**WHAT YOU SHOULD DO**
Will you quote all of the entries, word for word?

——

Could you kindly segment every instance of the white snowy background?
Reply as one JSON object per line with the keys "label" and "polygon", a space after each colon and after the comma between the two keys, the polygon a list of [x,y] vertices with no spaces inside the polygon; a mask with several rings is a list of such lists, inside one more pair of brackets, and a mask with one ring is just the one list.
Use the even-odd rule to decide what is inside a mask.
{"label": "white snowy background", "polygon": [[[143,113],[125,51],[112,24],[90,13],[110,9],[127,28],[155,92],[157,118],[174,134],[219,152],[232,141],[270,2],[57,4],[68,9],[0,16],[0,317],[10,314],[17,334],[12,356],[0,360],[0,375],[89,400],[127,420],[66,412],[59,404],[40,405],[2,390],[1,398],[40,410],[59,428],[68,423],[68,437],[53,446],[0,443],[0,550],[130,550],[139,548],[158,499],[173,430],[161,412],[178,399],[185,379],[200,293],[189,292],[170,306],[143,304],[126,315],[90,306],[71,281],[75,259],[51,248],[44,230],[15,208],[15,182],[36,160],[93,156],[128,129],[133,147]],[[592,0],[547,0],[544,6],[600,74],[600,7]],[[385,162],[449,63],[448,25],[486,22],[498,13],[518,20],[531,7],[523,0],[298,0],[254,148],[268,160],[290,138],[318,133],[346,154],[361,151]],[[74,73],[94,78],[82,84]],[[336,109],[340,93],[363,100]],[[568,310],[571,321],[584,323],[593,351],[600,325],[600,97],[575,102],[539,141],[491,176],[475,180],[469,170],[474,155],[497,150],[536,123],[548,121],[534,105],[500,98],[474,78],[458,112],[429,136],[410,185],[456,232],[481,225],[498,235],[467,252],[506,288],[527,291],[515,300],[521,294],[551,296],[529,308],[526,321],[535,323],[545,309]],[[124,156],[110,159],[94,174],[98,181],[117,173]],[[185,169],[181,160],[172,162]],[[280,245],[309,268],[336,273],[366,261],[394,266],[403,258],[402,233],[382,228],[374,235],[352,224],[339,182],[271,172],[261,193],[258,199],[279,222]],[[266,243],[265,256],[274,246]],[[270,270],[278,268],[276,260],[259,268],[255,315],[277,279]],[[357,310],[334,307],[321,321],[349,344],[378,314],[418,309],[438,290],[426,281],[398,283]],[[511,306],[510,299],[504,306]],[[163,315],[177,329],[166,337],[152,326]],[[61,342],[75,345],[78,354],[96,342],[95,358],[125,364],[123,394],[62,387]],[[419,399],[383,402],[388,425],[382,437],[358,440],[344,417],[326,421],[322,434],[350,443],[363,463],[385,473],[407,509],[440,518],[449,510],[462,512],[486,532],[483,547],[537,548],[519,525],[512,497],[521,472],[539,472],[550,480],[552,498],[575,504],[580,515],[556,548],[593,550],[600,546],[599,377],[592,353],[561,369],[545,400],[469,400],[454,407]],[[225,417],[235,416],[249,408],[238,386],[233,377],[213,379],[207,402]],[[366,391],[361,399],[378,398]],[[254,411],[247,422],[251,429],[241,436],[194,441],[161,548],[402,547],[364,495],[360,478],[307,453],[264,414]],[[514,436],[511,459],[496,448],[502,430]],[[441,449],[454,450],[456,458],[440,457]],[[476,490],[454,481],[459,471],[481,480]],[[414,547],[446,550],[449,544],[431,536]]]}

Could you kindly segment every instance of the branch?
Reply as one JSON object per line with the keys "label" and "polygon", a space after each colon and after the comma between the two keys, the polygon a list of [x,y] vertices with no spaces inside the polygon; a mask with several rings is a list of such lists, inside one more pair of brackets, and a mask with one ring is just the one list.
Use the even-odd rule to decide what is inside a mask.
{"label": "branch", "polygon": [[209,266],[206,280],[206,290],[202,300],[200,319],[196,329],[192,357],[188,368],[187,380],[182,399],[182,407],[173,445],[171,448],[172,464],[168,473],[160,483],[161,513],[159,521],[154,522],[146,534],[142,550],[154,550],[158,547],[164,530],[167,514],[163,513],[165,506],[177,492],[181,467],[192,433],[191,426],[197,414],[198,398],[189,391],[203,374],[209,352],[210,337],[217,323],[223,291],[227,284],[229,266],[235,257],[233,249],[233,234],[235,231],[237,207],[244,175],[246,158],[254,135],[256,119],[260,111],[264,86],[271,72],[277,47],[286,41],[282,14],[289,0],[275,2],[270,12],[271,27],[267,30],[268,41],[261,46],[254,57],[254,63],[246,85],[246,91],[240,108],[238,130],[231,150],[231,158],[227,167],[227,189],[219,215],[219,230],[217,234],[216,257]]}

——

**ANSWER FOR THE TASK**
Could you kindly segment every instance of the white snowy background?
Reply as one JSON object per line with the keys "label" and "polygon", a space after each colon and after the comma between the two keys, the polygon a list of [x,y] vertices with no spaces inside the polygon; a mask with several rings is a list of such lists, inside one more pair of brackets, and a mask with one ring is just the one list.
Use the even-odd rule to decide what is inside a mask.
{"label": "white snowy background", "polygon": [[[143,113],[125,51],[112,24],[90,13],[110,9],[127,28],[155,92],[157,118],[174,134],[219,152],[232,141],[270,2],[57,4],[68,9],[0,16],[0,317],[10,314],[17,334],[12,356],[0,360],[0,375],[89,400],[127,420],[66,412],[59,404],[40,405],[2,390],[1,398],[40,410],[59,428],[68,423],[68,437],[53,446],[0,443],[0,550],[130,550],[139,548],[158,499],[173,430],[161,412],[178,399],[185,379],[200,293],[189,292],[170,306],[143,304],[126,315],[90,306],[71,281],[75,259],[51,248],[44,230],[15,208],[15,182],[36,160],[93,156],[128,129],[133,147]],[[592,0],[547,0],[544,6],[600,74],[600,7]],[[385,162],[449,63],[448,25],[486,22],[498,13],[518,20],[531,7],[523,0],[298,0],[254,148],[268,160],[290,138],[318,133],[346,154],[361,151]],[[74,73],[94,78],[82,84]],[[336,109],[340,93],[363,100]],[[568,310],[571,321],[584,323],[593,351],[600,325],[600,97],[575,102],[539,141],[491,176],[475,180],[469,170],[474,155],[497,150],[536,123],[548,121],[534,105],[500,98],[474,78],[458,112],[429,136],[410,185],[456,232],[481,225],[498,235],[467,252],[506,288],[527,291],[515,300],[521,294],[551,296],[529,308],[526,321],[535,323],[545,309]],[[124,156],[110,159],[94,174],[98,181],[117,173]],[[185,169],[181,160],[172,162]],[[280,245],[309,268],[336,273],[366,261],[394,266],[403,258],[402,233],[382,228],[374,235],[352,224],[339,182],[271,172],[261,193],[258,199],[279,222]],[[266,243],[265,256],[274,246]],[[270,270],[278,268],[276,260],[259,268],[255,315],[277,279]],[[357,310],[334,307],[321,321],[349,344],[378,314],[418,309],[438,290],[426,281],[398,283]],[[511,306],[510,299],[504,306]],[[163,315],[177,329],[166,337],[152,326]],[[61,342],[75,345],[78,354],[96,342],[95,358],[125,364],[123,394],[62,387]],[[419,399],[383,402],[388,425],[382,437],[358,440],[344,417],[326,421],[322,434],[350,443],[363,463],[385,473],[407,509],[440,518],[449,510],[462,512],[486,532],[483,547],[537,548],[519,525],[512,497],[521,472],[539,472],[550,480],[552,498],[575,504],[580,515],[556,548],[593,550],[600,546],[599,377],[592,353],[561,369],[545,400],[469,400],[454,407]],[[225,417],[235,416],[249,408],[238,386],[233,377],[213,379],[207,402]],[[366,391],[361,399],[378,398]],[[254,411],[247,422],[251,429],[241,436],[194,441],[161,548],[402,547],[364,495],[360,478],[307,453],[264,414]],[[514,436],[511,459],[496,448],[502,430]],[[441,449],[454,450],[456,458],[440,457]],[[476,490],[454,481],[459,471],[481,480]],[[414,547],[446,550],[449,544],[431,536]]]}

Could you kindly segment every instance of the branch?
Reply as one JSON object per line with the keys "label" and "polygon", a space after each colon and after the comma between the two keys, the polygon a list of [x,y] vertices with no spaces inside the polygon; a mask with several rings is a list of such lists, inside one more pair of brackets, and a mask with one ring is just the one list.
Use the even-odd rule to decide what is inside a mask.
{"label": "branch", "polygon": [[209,266],[206,280],[206,290],[202,300],[200,319],[196,329],[192,357],[188,368],[187,380],[182,399],[182,407],[173,445],[171,448],[172,464],[168,473],[160,483],[161,513],[159,521],[154,522],[146,534],[142,550],[154,550],[158,547],[164,530],[167,514],[163,513],[165,506],[177,492],[181,467],[192,433],[191,426],[197,414],[198,398],[189,391],[203,374],[209,352],[210,337],[217,323],[223,291],[227,284],[229,266],[235,257],[233,249],[233,234],[235,231],[237,207],[244,175],[246,158],[254,135],[256,119],[260,111],[264,86],[271,72],[277,47],[286,41],[282,14],[289,0],[275,2],[270,12],[271,27],[267,30],[268,41],[261,46],[254,57],[254,63],[246,85],[246,91],[240,108],[238,130],[231,150],[231,158],[227,167],[227,189],[219,215],[219,230],[217,234],[216,257]]}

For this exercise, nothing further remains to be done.